GOAL OF THE EXERCISE: Show every line of the entries below that contains the word "tram". Case counts.

EXERCISE INPUT:

========================================================================

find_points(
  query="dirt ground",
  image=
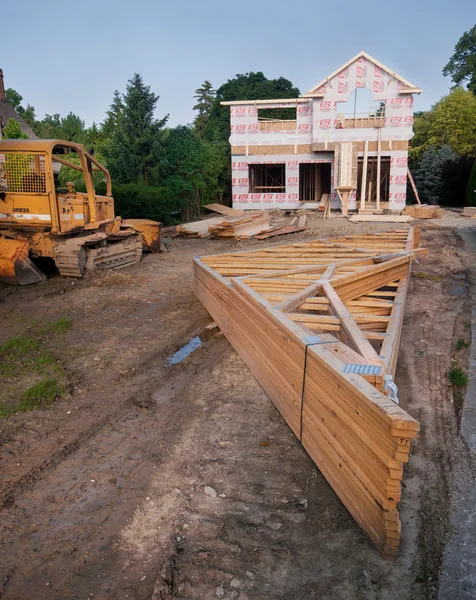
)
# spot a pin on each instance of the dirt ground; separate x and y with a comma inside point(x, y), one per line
point(103, 494)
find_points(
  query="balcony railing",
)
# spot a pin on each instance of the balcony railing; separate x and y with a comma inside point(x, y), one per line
point(360, 120)
point(269, 125)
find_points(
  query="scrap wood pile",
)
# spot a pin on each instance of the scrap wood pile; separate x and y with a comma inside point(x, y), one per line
point(319, 325)
point(236, 224)
point(425, 211)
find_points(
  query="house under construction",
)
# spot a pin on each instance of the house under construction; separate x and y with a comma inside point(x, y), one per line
point(314, 151)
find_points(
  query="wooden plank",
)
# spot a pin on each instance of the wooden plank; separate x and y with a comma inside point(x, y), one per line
point(380, 219)
point(224, 210)
point(415, 191)
point(356, 435)
point(354, 338)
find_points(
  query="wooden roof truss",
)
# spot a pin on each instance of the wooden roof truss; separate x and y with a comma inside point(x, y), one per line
point(319, 325)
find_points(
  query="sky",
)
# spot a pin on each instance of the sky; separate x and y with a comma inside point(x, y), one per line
point(71, 56)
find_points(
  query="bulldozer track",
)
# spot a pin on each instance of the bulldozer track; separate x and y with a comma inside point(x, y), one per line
point(76, 256)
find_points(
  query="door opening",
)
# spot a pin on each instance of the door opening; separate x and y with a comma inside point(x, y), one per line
point(314, 180)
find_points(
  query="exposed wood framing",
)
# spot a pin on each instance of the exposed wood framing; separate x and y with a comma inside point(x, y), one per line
point(319, 325)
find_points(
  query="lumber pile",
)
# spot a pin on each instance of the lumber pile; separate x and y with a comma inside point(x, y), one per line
point(224, 210)
point(319, 323)
point(390, 218)
point(275, 231)
point(198, 229)
point(425, 211)
point(241, 227)
point(251, 225)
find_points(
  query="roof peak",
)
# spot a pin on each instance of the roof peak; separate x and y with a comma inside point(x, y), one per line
point(362, 54)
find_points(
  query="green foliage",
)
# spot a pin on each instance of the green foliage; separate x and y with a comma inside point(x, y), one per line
point(113, 116)
point(12, 131)
point(451, 121)
point(250, 86)
point(454, 122)
point(13, 98)
point(458, 377)
point(139, 201)
point(462, 65)
point(455, 177)
point(205, 96)
point(429, 175)
point(70, 128)
point(460, 344)
point(136, 143)
point(31, 376)
point(183, 167)
point(18, 346)
point(28, 113)
point(471, 188)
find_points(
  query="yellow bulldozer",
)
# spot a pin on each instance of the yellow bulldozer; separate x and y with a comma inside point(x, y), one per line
point(41, 220)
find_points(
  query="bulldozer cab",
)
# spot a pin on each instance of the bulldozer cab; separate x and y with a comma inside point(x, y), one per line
point(30, 196)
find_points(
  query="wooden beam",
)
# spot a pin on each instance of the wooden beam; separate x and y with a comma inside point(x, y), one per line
point(415, 191)
point(363, 189)
point(379, 144)
point(296, 300)
point(354, 337)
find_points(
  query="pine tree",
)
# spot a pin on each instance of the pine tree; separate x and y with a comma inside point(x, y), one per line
point(136, 144)
point(113, 115)
point(12, 131)
point(205, 96)
point(471, 189)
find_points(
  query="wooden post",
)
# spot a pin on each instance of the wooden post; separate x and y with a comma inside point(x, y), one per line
point(363, 189)
point(415, 191)
point(377, 191)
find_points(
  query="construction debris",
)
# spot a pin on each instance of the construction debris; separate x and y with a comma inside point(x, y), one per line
point(224, 210)
point(391, 218)
point(198, 229)
point(425, 211)
point(254, 224)
point(318, 324)
point(241, 227)
point(274, 231)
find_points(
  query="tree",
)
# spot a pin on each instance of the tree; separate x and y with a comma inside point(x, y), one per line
point(183, 168)
point(429, 175)
point(205, 95)
point(451, 121)
point(135, 146)
point(114, 113)
point(471, 189)
point(12, 131)
point(462, 65)
point(454, 122)
point(455, 180)
point(250, 86)
point(72, 128)
point(15, 99)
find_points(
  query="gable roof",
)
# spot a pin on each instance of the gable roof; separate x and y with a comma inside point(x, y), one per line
point(410, 89)
point(8, 112)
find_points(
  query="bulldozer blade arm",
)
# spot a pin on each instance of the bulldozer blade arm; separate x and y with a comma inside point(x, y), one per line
point(15, 266)
point(149, 230)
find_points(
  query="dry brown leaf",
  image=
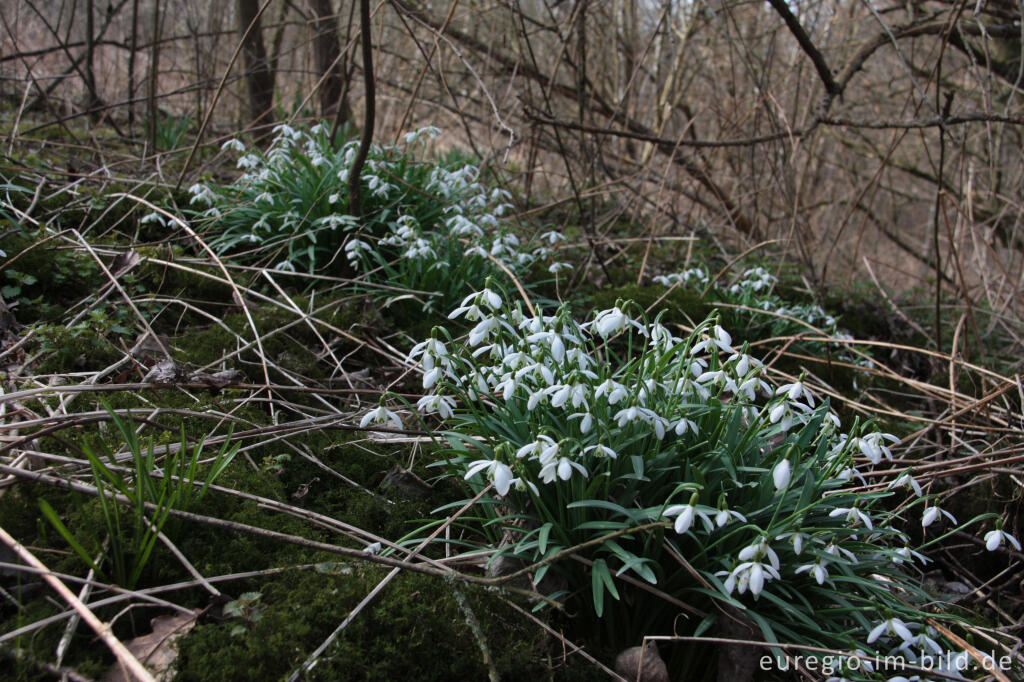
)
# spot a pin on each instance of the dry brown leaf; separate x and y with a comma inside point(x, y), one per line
point(157, 650)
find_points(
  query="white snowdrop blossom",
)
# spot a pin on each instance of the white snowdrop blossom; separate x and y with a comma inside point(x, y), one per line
point(797, 391)
point(499, 473)
point(994, 540)
point(686, 514)
point(892, 628)
point(780, 474)
point(933, 513)
point(872, 445)
point(233, 144)
point(853, 516)
point(381, 415)
point(562, 467)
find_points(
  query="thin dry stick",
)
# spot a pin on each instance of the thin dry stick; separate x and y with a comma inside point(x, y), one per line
point(314, 656)
point(216, 94)
point(102, 630)
point(124, 294)
point(574, 649)
point(235, 288)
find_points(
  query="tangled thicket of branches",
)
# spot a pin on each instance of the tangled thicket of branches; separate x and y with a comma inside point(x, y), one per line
point(849, 131)
point(868, 142)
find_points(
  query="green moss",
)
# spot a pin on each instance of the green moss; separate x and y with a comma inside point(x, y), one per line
point(413, 631)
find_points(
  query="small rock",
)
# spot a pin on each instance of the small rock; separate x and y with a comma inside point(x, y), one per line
point(165, 372)
point(643, 659)
point(406, 483)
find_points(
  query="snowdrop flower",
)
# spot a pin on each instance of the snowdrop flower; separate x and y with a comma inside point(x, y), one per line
point(381, 415)
point(872, 445)
point(906, 480)
point(443, 406)
point(201, 193)
point(552, 238)
point(933, 513)
point(544, 450)
point(248, 161)
point(816, 569)
point(892, 627)
point(470, 305)
point(562, 467)
point(994, 539)
point(614, 390)
point(780, 474)
point(751, 574)
point(499, 473)
point(555, 268)
point(574, 393)
point(610, 322)
point(432, 350)
point(719, 378)
point(795, 391)
point(233, 144)
point(718, 338)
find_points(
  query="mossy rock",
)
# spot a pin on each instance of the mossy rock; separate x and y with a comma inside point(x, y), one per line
point(415, 630)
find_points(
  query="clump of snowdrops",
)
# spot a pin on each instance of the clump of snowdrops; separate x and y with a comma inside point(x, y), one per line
point(630, 453)
point(755, 289)
point(427, 225)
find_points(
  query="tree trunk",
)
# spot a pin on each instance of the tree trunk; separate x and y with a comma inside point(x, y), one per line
point(259, 76)
point(330, 64)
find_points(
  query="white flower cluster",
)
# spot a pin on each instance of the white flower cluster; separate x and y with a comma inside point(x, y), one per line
point(754, 289)
point(290, 184)
point(559, 408)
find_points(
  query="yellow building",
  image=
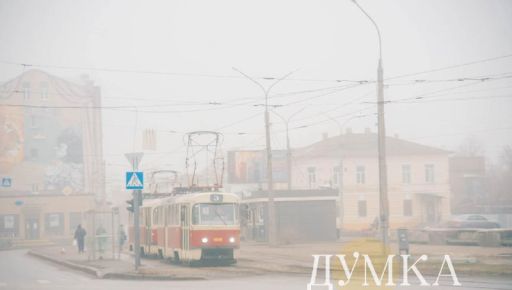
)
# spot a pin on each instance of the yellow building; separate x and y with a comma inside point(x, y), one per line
point(418, 179)
point(51, 164)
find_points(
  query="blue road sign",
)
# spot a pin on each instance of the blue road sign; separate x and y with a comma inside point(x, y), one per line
point(134, 180)
point(6, 182)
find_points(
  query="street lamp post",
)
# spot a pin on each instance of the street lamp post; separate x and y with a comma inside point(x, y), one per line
point(271, 208)
point(383, 184)
point(288, 146)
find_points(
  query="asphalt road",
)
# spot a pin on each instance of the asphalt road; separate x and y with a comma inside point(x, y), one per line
point(21, 271)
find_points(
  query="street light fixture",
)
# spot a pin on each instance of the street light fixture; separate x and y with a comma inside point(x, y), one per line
point(271, 210)
point(383, 184)
point(288, 147)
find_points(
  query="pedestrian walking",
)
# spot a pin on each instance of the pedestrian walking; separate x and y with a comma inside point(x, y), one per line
point(122, 239)
point(80, 237)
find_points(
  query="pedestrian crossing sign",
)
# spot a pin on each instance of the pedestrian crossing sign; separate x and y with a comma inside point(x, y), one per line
point(6, 182)
point(134, 180)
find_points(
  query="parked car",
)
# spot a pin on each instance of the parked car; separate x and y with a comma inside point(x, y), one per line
point(472, 221)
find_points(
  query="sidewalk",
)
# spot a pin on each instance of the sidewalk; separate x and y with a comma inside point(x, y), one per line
point(261, 259)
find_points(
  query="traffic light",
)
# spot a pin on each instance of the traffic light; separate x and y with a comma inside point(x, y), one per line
point(130, 207)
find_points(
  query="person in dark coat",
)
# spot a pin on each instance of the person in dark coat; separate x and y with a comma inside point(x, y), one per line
point(80, 237)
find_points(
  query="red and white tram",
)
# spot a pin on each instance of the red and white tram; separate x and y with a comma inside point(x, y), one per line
point(192, 227)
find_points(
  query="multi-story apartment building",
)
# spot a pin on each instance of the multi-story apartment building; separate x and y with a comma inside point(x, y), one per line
point(50, 155)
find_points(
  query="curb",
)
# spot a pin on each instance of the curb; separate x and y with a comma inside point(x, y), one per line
point(109, 275)
point(86, 269)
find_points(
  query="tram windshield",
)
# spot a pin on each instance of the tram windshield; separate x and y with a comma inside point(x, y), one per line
point(214, 214)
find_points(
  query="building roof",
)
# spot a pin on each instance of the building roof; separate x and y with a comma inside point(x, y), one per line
point(365, 144)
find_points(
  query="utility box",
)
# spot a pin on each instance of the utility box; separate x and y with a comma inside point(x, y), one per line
point(403, 241)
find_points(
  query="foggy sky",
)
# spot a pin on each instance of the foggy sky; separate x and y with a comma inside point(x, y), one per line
point(322, 41)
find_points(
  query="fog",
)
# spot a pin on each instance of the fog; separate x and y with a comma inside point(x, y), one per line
point(138, 76)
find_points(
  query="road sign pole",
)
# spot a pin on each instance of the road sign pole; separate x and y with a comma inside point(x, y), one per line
point(136, 221)
point(134, 159)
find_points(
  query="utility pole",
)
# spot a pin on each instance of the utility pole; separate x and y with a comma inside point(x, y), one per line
point(288, 146)
point(383, 180)
point(270, 184)
point(134, 159)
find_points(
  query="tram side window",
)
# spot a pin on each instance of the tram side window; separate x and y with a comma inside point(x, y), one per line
point(172, 215)
point(155, 216)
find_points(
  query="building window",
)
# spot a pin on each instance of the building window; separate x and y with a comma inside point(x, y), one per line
point(360, 175)
point(406, 174)
point(311, 175)
point(407, 207)
point(336, 175)
point(54, 223)
point(75, 218)
point(26, 90)
point(44, 91)
point(34, 153)
point(9, 225)
point(429, 173)
point(361, 208)
point(33, 121)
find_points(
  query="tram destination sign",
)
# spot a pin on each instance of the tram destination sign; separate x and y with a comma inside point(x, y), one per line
point(216, 197)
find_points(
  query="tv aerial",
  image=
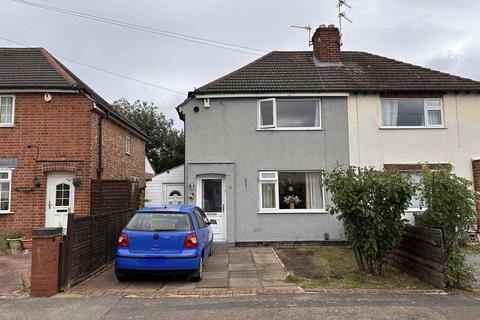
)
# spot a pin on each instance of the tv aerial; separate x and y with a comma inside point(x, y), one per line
point(309, 28)
point(342, 15)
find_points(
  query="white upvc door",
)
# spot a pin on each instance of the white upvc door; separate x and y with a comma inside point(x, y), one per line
point(60, 199)
point(211, 198)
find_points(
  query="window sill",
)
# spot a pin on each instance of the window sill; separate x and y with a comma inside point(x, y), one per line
point(294, 211)
point(410, 128)
point(290, 129)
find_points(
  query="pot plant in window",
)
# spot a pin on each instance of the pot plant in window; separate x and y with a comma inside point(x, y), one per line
point(292, 201)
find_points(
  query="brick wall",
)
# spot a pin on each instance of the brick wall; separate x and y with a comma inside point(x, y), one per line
point(60, 136)
point(326, 43)
point(117, 163)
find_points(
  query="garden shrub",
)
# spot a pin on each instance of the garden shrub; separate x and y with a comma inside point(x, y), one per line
point(370, 203)
point(450, 206)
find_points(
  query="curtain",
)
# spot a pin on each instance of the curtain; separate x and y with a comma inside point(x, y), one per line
point(268, 195)
point(313, 186)
point(389, 112)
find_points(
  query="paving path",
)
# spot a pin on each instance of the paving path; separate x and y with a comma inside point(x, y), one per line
point(228, 272)
point(12, 267)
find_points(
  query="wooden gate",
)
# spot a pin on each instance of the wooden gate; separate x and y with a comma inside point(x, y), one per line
point(420, 254)
point(89, 245)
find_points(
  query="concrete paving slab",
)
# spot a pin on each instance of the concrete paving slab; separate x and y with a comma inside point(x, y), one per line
point(213, 283)
point(245, 283)
point(243, 274)
point(215, 275)
point(242, 266)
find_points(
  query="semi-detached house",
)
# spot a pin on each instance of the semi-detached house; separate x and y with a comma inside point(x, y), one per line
point(57, 136)
point(269, 130)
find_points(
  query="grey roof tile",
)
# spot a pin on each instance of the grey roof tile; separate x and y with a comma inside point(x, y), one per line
point(296, 71)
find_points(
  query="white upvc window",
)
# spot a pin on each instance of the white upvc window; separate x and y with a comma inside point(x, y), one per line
point(5, 190)
point(291, 191)
point(7, 110)
point(289, 114)
point(412, 113)
point(128, 142)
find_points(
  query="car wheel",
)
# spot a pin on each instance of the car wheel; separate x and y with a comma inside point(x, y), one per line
point(197, 275)
point(122, 277)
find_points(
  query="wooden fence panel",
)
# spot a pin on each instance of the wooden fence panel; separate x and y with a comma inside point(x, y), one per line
point(420, 254)
point(90, 244)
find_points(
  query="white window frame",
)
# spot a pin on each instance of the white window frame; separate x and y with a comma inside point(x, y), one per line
point(10, 124)
point(128, 142)
point(275, 127)
point(425, 114)
point(9, 180)
point(277, 209)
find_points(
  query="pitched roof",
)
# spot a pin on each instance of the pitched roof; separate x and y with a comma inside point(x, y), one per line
point(297, 71)
point(37, 69)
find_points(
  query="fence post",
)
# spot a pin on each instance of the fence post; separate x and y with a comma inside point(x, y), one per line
point(45, 261)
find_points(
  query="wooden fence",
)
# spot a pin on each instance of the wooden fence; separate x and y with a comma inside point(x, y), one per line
point(110, 195)
point(420, 254)
point(89, 245)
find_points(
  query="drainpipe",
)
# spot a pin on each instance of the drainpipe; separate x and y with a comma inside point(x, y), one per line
point(100, 138)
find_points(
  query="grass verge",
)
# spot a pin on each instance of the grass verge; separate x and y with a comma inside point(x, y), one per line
point(335, 266)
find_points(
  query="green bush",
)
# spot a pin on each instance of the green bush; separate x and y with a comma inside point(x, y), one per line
point(370, 203)
point(4, 235)
point(450, 203)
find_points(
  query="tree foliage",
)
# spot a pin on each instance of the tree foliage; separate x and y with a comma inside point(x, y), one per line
point(370, 204)
point(450, 203)
point(166, 149)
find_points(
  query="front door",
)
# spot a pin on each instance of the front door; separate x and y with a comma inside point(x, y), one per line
point(60, 199)
point(211, 198)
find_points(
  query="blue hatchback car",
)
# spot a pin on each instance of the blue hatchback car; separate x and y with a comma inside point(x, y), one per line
point(165, 239)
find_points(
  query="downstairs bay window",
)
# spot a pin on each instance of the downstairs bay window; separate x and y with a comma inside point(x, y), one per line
point(291, 191)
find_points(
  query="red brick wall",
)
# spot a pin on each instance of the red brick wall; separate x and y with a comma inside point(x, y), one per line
point(63, 137)
point(326, 43)
point(117, 164)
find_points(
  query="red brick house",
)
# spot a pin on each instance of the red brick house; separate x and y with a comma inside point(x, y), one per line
point(56, 136)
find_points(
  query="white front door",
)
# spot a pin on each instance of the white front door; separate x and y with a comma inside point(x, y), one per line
point(60, 199)
point(174, 194)
point(211, 198)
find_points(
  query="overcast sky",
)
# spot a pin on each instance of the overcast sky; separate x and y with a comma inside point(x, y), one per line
point(440, 34)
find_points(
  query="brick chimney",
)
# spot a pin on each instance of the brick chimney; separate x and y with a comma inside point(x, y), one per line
point(326, 44)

========================================================================

EXERCISE ANSWER:
  query="red and white tram",
# spot a pin on each instance of the red and white tram; separate x and y with a comma inside point(x, y), one per line
  query="tram windshield",
# spot a pin on each instance of the tram windshield; separate x and y with a comma inside point(x, y), one per line
  query="tram side window",
# spot a pin on each instance of the tram side window; separate x and y with a comma inside point(x, y), one per line
  query="tram destination sign",
# spot a pin on each instance of the tram destination sign; separate x and y with a comma inside point(x, y), one per line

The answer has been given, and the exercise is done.